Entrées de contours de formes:

•••

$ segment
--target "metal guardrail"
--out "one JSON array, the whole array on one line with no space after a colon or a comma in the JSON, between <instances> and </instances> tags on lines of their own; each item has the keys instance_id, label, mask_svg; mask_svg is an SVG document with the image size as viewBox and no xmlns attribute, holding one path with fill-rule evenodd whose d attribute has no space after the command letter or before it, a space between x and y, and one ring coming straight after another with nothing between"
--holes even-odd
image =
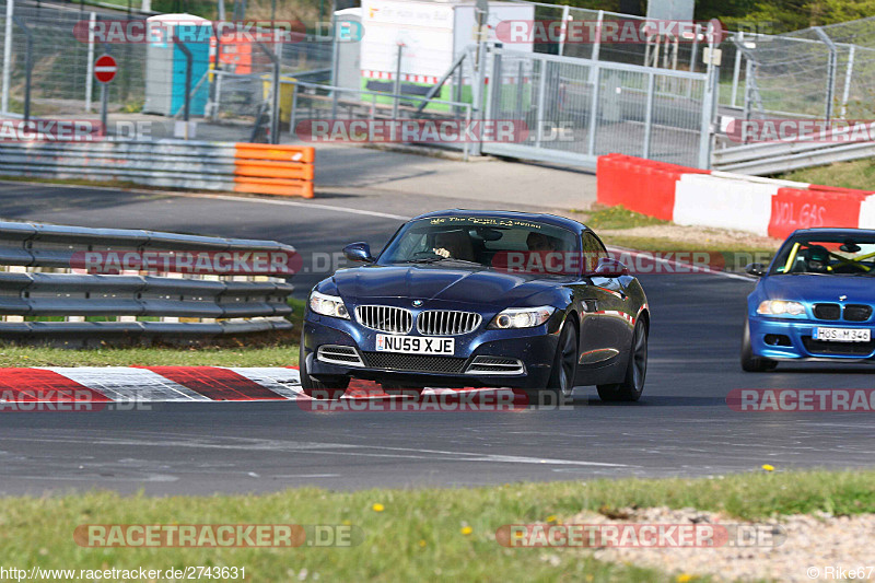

•••

Recopiez à l'identique toutes les lignes des enregistrements, sans reprendre les images.

## Résultat obtenu
$ segment
--target "metal guardrail"
--out "one JSON array, the whole array on one line with no space after a colon or a comma in the JSON, between <instances> and </instances> tags on lines of their own; each item has the keys instance_id, label, mask_svg; mask_svg is an SVG document with the image size as viewBox and no xmlns attribute, holding one path with fill-rule evenodd whose d attribute has no space after the command letter or before it, a space between x and y, and one ring coming straight after another with nothing between"
--holes even-odd
image =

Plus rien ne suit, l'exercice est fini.